(Image-grounded pointing data)
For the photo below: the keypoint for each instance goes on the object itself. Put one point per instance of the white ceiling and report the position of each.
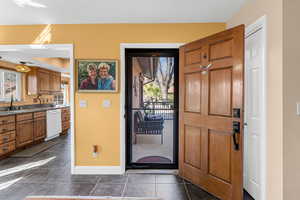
(27, 54)
(13, 12)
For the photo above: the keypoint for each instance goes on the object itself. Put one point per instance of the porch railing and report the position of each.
(159, 108)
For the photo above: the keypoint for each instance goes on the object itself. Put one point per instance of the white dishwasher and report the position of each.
(53, 124)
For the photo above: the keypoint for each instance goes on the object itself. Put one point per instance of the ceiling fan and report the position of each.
(23, 67)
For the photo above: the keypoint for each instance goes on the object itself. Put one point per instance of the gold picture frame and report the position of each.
(97, 75)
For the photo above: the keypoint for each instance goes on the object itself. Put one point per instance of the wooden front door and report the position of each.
(211, 113)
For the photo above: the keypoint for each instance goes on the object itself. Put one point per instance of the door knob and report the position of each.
(236, 130)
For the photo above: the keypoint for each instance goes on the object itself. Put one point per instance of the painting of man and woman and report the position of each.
(97, 75)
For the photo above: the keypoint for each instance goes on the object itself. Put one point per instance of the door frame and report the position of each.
(261, 24)
(123, 47)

Task prompt »
Output each of the lines above exactly, apart from the images.

Solution for this exercise »
For the photo below: the keypoint for each instance goes on the object itself. Put one point per instance of the white ceiling and report the position of each.
(27, 54)
(13, 12)
For the photo above: the keypoint for each instance goes on the object itself. Put one point per instance of the porch railing and report the position of each.
(159, 108)
For the photo above: the keypoint for each instance goes on the object itself. Put one point per instance of the white dishwasher and report the position of each.
(53, 124)
For the photo above: the keypoint for each instance goes on the object itself. Put one point per instance of the ceiling fan and report the position of each.
(23, 67)
For the photo above: the keypoint for each instance goes on the object itself. Put one point per instance of the gold picture frame and report the position of each.
(97, 75)
For the photo above: the keypoint for each instance goes on the object itself. Put one point per instance of the wooden front door and report the position of each.
(211, 113)
For the photo above: the keypoint for each instance goes on the object itself. Put one point per instance of the door knob and report the position of each.
(236, 130)
For the photo above: the keypoint for each instance goes on the object itself. Put one point per instance of the painting of man and woman and report the position of each.
(97, 75)
For the photo above: the keypoint for each instance goes on the object itself. Put one point per instance of the door frame and report the position of each.
(261, 24)
(123, 47)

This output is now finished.